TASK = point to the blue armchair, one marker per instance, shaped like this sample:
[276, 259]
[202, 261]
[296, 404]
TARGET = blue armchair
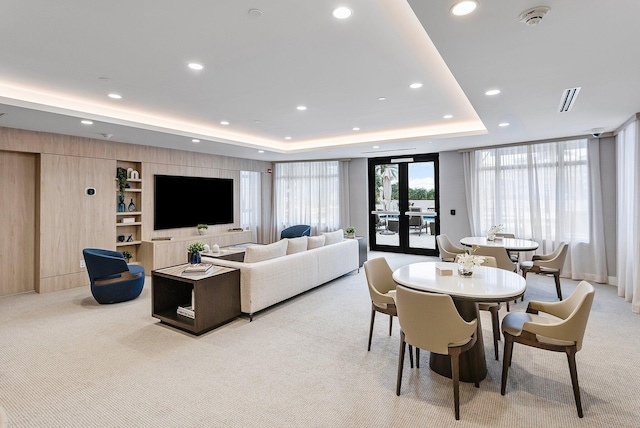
[112, 279]
[296, 231]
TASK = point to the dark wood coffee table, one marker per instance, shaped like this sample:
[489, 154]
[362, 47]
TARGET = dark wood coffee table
[216, 297]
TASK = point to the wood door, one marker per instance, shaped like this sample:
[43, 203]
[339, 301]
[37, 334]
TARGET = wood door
[18, 227]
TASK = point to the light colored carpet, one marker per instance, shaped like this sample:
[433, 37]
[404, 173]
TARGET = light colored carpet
[66, 361]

• STATED TASK: Rewrite the records from the line with "TASK = point to the dark" through the last line of the records, keeping the requests. Multiply every answer coordinate by 1.3 and round to whole numbers, with halves rounded up, but leave the numbers in the requests and their format samples as they are.

• CORRECT RESPONSE:
TASK = point to the dark wood coffee table, one marker per instance, shaped like this sample:
[489, 154]
[362, 47]
TARGET = dark wood coffee table
[281, 386]
TASK = point to the wood door, one marker per instance, shaped like this sample:
[43, 203]
[339, 301]
[37, 334]
TARGET = wood door
[23, 295]
TASK = point to the light colored carpet, one marker per instance, shaped like this sample:
[433, 37]
[404, 173]
TARGET = light colored carpet
[86, 469]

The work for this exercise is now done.